====== MATERIAL

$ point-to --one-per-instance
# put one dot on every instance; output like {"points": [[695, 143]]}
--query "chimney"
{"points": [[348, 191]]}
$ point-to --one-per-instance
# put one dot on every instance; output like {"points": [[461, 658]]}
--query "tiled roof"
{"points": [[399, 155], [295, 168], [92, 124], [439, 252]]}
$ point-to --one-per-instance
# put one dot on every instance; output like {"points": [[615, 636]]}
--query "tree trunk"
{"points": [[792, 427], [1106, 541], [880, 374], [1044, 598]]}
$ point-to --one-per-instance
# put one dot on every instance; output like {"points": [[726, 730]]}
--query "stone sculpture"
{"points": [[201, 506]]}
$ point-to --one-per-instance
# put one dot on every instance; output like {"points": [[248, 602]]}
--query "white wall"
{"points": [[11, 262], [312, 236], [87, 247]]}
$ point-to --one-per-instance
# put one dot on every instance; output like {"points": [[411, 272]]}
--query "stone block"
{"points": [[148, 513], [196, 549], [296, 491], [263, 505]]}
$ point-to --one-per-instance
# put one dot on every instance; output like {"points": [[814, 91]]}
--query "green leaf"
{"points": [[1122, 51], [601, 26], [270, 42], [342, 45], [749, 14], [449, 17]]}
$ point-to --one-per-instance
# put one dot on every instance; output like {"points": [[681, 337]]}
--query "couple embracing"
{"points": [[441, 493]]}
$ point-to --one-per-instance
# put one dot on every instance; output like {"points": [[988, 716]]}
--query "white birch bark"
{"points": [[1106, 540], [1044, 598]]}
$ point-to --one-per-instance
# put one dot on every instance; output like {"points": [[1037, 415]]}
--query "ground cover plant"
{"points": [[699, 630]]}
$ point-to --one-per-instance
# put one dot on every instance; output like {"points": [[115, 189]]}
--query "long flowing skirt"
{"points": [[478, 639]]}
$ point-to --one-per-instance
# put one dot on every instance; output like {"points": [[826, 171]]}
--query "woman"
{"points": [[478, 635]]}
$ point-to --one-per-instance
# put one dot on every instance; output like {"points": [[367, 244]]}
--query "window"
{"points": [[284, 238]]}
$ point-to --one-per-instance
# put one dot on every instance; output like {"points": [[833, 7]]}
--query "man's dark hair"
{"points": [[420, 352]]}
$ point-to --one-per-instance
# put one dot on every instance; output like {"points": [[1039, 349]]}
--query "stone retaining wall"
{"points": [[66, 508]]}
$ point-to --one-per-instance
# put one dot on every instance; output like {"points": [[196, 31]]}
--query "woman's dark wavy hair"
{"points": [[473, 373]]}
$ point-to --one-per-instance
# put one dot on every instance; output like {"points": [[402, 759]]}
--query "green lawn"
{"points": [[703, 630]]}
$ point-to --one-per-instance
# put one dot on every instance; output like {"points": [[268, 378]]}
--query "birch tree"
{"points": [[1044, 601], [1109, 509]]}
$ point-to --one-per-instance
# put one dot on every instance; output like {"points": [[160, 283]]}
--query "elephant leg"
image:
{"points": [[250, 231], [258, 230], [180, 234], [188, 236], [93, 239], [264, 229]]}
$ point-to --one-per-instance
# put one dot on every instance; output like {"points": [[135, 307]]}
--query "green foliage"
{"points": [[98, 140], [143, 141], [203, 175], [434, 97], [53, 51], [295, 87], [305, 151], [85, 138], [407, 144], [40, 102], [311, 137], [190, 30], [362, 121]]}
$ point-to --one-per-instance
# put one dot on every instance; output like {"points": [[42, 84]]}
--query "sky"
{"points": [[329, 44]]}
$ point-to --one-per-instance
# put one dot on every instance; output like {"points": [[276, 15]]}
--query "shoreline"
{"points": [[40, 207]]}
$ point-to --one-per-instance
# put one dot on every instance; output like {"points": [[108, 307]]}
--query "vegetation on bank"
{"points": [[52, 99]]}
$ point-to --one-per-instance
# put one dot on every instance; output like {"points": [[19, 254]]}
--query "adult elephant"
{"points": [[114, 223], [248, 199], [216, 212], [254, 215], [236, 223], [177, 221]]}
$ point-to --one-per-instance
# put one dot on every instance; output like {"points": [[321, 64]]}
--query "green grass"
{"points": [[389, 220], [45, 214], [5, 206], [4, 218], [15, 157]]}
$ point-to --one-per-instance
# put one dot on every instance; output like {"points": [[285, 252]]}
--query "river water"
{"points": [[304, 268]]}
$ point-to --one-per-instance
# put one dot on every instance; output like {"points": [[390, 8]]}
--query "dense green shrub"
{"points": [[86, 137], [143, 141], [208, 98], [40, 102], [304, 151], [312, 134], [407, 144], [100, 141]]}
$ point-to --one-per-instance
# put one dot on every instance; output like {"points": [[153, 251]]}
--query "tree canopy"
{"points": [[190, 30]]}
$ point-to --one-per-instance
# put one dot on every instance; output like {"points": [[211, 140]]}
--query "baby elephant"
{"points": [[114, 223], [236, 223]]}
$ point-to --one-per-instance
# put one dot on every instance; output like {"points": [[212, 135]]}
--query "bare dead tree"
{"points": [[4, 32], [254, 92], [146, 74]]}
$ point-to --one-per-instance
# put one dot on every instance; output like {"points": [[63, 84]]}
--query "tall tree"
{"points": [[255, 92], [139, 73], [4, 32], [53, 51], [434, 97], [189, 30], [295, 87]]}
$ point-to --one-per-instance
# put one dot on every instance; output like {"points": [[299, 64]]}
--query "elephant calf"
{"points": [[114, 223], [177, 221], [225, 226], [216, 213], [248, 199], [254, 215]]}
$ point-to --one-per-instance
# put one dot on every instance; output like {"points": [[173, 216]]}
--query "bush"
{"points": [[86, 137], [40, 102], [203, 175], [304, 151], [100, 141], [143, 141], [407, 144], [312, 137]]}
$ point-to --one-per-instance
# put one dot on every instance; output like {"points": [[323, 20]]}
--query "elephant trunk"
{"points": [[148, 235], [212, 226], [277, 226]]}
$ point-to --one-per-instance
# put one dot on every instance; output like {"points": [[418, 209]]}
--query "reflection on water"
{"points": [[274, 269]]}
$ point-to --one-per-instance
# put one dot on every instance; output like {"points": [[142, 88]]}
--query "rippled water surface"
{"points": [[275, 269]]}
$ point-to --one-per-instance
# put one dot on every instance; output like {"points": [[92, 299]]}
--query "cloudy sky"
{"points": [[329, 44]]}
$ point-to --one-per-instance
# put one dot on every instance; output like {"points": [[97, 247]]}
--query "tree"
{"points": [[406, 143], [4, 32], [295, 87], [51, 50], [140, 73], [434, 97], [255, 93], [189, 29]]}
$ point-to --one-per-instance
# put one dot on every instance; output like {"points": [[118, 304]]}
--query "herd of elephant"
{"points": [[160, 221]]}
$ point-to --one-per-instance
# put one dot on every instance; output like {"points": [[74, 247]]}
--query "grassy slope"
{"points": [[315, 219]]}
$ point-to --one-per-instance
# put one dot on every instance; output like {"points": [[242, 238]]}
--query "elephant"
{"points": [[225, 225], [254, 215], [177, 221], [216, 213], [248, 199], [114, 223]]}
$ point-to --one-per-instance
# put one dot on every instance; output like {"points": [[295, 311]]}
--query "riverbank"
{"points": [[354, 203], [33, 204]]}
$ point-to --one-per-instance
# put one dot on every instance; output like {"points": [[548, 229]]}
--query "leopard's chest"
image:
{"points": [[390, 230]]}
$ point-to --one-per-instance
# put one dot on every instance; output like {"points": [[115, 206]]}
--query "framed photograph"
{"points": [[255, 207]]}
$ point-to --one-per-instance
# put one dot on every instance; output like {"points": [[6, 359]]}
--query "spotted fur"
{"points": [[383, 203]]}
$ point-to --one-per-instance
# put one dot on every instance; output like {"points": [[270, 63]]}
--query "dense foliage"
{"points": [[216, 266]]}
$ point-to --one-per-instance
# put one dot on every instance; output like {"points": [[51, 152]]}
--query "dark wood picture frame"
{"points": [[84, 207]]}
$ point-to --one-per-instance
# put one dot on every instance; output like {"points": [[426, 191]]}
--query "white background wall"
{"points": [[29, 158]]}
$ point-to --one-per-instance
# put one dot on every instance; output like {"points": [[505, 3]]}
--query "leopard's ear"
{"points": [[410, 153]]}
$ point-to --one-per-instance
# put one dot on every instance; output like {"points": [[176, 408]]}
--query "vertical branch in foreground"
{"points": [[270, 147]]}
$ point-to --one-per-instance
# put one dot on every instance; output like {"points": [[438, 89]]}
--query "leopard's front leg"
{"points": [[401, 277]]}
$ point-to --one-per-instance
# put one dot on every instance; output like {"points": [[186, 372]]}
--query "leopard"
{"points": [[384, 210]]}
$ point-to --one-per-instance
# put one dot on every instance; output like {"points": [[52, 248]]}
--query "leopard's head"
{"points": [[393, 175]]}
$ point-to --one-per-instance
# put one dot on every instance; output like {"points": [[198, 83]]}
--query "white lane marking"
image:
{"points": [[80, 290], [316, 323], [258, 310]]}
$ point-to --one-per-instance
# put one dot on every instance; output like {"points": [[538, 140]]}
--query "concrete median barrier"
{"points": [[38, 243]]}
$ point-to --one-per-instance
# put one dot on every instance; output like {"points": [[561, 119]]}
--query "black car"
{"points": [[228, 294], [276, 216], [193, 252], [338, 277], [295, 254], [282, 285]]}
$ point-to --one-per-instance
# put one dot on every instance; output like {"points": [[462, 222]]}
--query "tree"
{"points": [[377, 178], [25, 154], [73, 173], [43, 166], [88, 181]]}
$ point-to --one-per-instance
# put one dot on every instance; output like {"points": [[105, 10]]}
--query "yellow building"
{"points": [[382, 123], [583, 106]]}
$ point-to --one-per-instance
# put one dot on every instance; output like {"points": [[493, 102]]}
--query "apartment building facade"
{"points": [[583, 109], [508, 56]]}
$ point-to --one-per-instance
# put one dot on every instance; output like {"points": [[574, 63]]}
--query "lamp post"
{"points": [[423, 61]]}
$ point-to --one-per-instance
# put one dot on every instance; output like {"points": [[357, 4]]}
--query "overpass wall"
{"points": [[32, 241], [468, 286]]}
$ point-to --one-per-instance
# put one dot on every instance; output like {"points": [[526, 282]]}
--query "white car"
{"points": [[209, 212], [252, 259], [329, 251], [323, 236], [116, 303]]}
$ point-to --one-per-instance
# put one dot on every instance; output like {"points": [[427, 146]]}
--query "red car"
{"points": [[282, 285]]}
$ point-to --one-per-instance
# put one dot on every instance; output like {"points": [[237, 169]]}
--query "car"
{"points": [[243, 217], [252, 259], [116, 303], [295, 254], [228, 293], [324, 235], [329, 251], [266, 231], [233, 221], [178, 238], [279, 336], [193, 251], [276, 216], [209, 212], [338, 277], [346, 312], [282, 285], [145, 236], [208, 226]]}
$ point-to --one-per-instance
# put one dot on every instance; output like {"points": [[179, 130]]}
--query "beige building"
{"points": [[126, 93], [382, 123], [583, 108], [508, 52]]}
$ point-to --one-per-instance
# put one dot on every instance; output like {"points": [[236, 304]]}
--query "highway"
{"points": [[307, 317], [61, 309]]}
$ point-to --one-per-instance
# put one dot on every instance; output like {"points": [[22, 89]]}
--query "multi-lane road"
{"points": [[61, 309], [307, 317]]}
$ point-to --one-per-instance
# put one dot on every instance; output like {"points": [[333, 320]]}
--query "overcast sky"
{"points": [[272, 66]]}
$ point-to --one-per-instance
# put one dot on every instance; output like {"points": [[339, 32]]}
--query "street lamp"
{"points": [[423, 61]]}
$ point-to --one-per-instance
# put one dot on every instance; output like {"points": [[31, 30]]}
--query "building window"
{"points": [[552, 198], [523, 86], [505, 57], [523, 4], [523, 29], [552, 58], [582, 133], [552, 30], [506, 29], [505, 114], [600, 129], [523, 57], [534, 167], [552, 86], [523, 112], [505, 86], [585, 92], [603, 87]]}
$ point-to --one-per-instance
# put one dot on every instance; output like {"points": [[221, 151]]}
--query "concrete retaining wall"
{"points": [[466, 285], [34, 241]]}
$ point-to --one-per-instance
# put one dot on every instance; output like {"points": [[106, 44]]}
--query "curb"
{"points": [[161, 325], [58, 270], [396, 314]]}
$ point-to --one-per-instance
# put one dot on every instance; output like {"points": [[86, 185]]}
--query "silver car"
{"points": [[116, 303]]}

============

• **TO DO**
Which lines in the entries above contain the string "foliage"? Find and copy every one of them, treating uppercase and lowercase as different.

• **FULL ANSWER**
--query "green foliage"
--query "dense foliage"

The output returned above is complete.